JOB 1 -> For each statement below, say yes or no according to the passage on EU defense spending, and quote the words of the passage that decide it: (a) The European Commission implements the Multiannual Financial Framework. (b) Member States' contributions to NATO rose by almost 5% in 2017. (c) Charles de Gaulle withdrew France from the NATO Military Command Structure in 1966.
JOB 2 -> According to the passage on EU defense spending, how long is the period that the Multiannual Financial Framework covers?

SOURCE PASSAGE ->
◇ ◇ ◇ ◇ ◇ ◇ ◇

2. Patterns in EU Defence Spending
BSSB.BE e-ir.info 12/02/2019
* Political language… is designed to make lies sound truthful and murder respectable, and to give an appearance of solidity to pure wind. George Orwell
The European Union’s Multiannual Financial Framework (MFF) outlines the Union’s financial planning and main political priorities for a period between five and seven years. A proposal of this multifaceted budget is put forth by the European Commission, while the implementation of the MFF is done by the Council, after an approval by the European Parliament. Although the MFF is not as comprehensive as a national budget, it sets the principal categories of expenditure and the maximum amount of spending per category (European Commission, 2011, p. 1).
It can be observed, therefore, that there was a sequence of events that succeeded the critical annexation of Crimea. Since 2014, the EU has continually extended its sanctions regimes upon Russia, adding more and more politicians, businesspersons, and other officials who were connected to the Crimean case (European Council, 2018). From 2014 to 2017, Member States have also expanded their contributions to NATO, with 2017 witnessing an almost 5% increase (Banks, 2018). Nevertheless, what the EU has lacked is its own substantial force that would be capable of responding to further Russian incursions, especially in the Baltic region.
History matters, nevertheless. EU’s future defence spending policy resembles that of the Western Allies in the early years of the Cold War. Shortly after World War II ended, George Kennan, American Ambassador to the Soviet Union, wrote the Long Telegram and the ‘X Article’ which outlined the West’s foreign, security, and defence policies towards the Soviet Union (Kennan, 1947). He concluded that Western countries could not peacefully coexist with the USSR as the latter considered itself at perpetual conflict with capitalist states (Kennan, 1947).
- This particular episode represented a critical juncture in history, where among the many policy options available to them, Western nations decided to implement a “policy of firm containment, designed to confront the Russians with unalterable counterforce at every point where they show signs of encroaching upon the interest of a peaceful and stable world” (Kennan, 1947).
- It can be seen, therefore, that historical events became reproduced. Having exhausted their diplomatic and economic tools, EU leaders chose to increase their defence capabilities, as, just like the USSR during the Cold War, Russia today is unlikely to cease its attempts to weaken the EU and improve its geopolitical influence.
- A historical institutionalist might relate the defence aspect of the 2021-2027 MFF to the American NSC-68 of 1950. NSC-68 was a document that successfully materialized the containment policy, calling for a large-scale militarization of the US and its allies and their opposition to communism worldwide (Office of the Historian, 2018).
Similarly, having realized that Russia would not be a credible partner, the EU decided to re-arm itself by expanding its projected defence spending. Yet another event that re-occurs throughout history is the French call for a more autonomous and less reliant on the US European defence policy.
In 1966, for instance, French President Charles de Gaulle withdrew his country from NATO Military Command Structure, with the argument that the organization was heavily dominated by the U.S. and the U.K (NATO, 2009). In a similar way, in August 2018, Emmanuel Macron declared that the EU should not rely anymore on the U.S.-sponsored NATO for its own security (Embury-Dennis, 2018).

◇ ◇ ◇ ◇ ◇ ◇ ◇

DATA LINES ->

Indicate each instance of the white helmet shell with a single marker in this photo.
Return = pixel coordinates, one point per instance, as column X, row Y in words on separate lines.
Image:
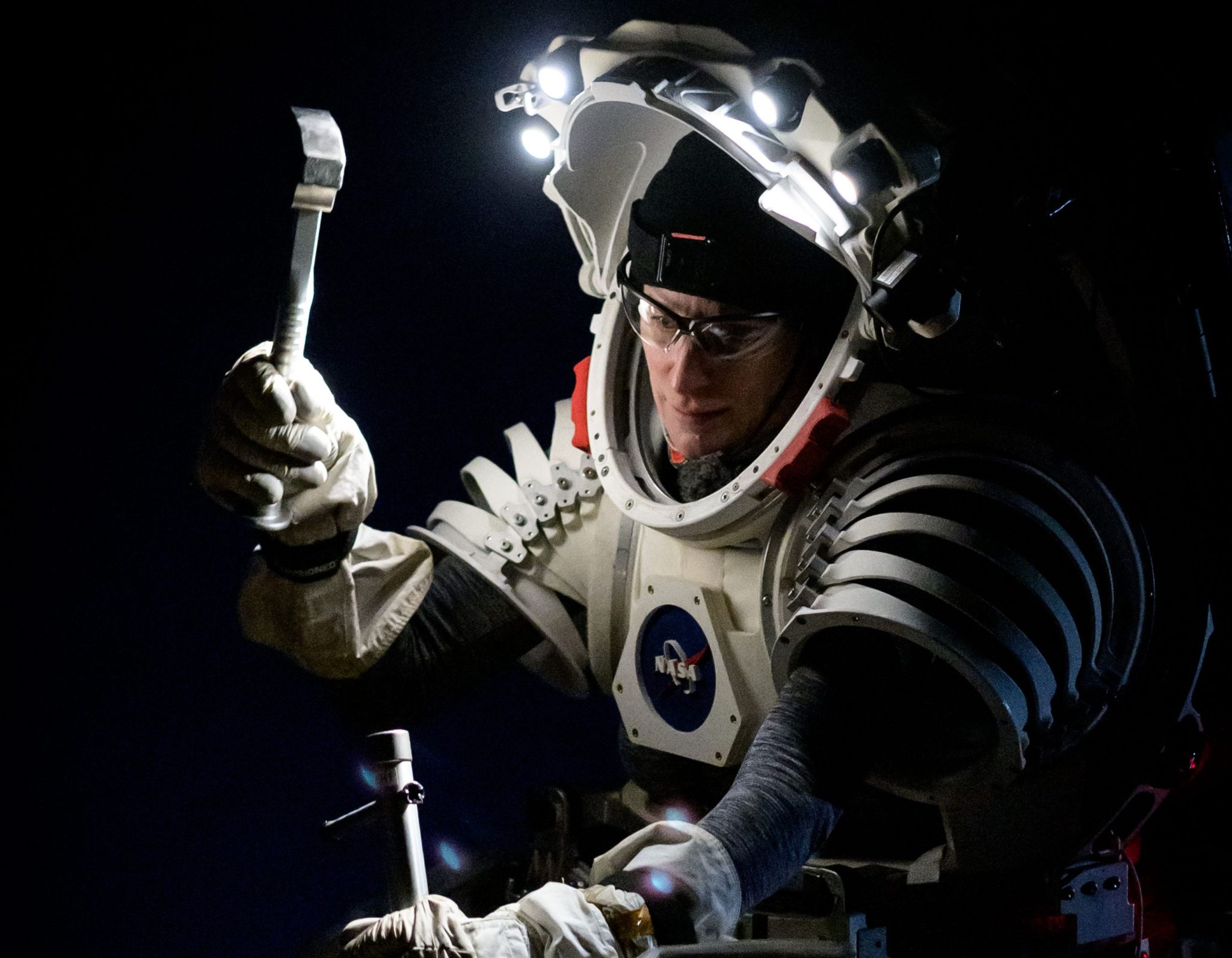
column 642, row 90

◇ ◇ ◇ ◇ ◇ ◇ ◇

OUTPUT 1 ->
(a) No: "the implementation of the MFF is done by the Council, after an approval by the European Parliament."
(b) Yes: "with 2017 witnessing an almost 5% increase"
(c) Yes: "In 1966, for instance, French President Charles de Gaulle withdrew his country from NATO Military Command Structure"

OUTPUT 2 -> Between five and seven years.